··· TEXT SEGMENT ···

The Molecule of Life
Apr 01, 2006
It's the greatest scientific puzzle.
Deoxyribonucleic acid (DNA), a.k.a. the molecule of life, harbors an estimated 20,000 to 200,000 canine genes hidden in the DNA across from 38 pairs of chromosomes, all contributing to health and disease. Sleuthing out defects along genes nucleotides, or base pairs, seemingly turns into a numbers game that can add up into the billions.
Dr. Elaine Ostrander, director of Cancer Genetics Branch of the National Human Genome Research Institute of the National Institutes of Health, reports the canine model represents true scientific potential.The unveiled sequenced canine genome announced last December was heralded as a critically important scientific marker, and it sets the stage for major exploration during the next 10 years. To date, about 2.5 million single nucleotide polymorphisms have been identified. These variants in the DNA code contribute to disease.
So, why the dog? With only 350 varieties (families) and 15,000 years since man began selective breeding, it represents a mere tick on the genetic clock. Each breed offers a unique panel of polymorphisms never encountered in other mammals. About 70 percent of dog DNA is identical. Now consider canine cancer. The presentation of disease in humans is quite similar. This combination and the crossover potential to human medicine makes the purebred dog a genetics researcher's best friend.
This crossover potential to human medicine also opens up the coffers to major research cash. In other words, dog stands to benefit a great deal.
"Understanding the genes in dogs is going to be important for anyone interested in pursuing cancer genetics and cancer biology," Ostrander says.

··· SUPPLIED MATERIAL ···

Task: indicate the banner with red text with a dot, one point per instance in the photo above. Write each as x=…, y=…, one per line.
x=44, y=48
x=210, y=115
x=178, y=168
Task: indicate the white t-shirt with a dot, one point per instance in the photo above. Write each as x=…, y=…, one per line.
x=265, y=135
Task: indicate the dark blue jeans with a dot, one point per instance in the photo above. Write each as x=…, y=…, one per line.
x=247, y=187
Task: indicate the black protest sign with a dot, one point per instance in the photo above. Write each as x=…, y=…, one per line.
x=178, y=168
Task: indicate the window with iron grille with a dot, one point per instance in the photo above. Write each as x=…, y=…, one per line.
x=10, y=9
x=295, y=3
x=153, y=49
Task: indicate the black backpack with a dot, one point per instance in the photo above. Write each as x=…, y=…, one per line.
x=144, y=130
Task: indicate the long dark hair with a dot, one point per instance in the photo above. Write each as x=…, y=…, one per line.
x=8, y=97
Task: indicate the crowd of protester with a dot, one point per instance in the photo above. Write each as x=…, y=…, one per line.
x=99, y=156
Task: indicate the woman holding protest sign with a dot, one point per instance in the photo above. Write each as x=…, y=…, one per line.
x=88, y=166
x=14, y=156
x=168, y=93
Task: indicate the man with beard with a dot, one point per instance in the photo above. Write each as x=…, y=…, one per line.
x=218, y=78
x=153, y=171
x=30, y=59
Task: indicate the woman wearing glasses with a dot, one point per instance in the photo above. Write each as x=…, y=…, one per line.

···

Continue the article above about the canine genome and cancer research, picking up after its final sentence.

"Dogs offer an opportunity for us to tackle some of the cancers that have been very difficult to understand the genetic makeup nature in humans because canine families are much bigger and because of the breed barrier. In humans, there might be a dozen genes for osteosarcoma just to pull a number out of thin air, but for any one breed, the Rottweiler, Irish Wolfhound or Scottish Deerhound, that number is going to be considerably less because the breed barrier has restricted the number of deleterious genes for any disease," she explains.
"So, there has been a real sense of excitement of people in the field to look at lymphomas, osteosarcomas, melanomas and a variety of different types of cancers that are of interest for human health as well as some of the cancers that aren't such a big deal for human health, like hemangiosarcoma, malignant histiocytosis."
Ostrander's Bethesda, Md. laboratory is focused on finding the susceptibility gene for three important canine cancers: malignant histiocytosis in Bernese Mountain Dogs and Flat-coated Retrievers; bladder cancer working in conjunction with Purdue University and University of Minnesota and lymphoma, especially T-cell lymphomas.
She adds that other laboratories around the country are focused on melanoma, osteosarcoma, B-cell lymphomas, hemangiosarcomas and CNS tumors.
"There have been groups coming forward expressing a strong interest for all of the canine cancers," she says. "I think it is an area that is really going to explode in the next few years.
"As we start to unravel the complex genetics of cancer, it is really going to set the stage for how to tackle many of these other diseases."
Hip dysplasia is one such disease that affects an estimated 50 percent of all dogs, especially large breed dogs. "I think the availability of the genome sequence has dramatically changed the rate at which we do our work," she adds.
The worldwide publicity spawned by the decoded canine genome helped generate more collaboration among scientists and sped the ability to pinpoint genes of interest.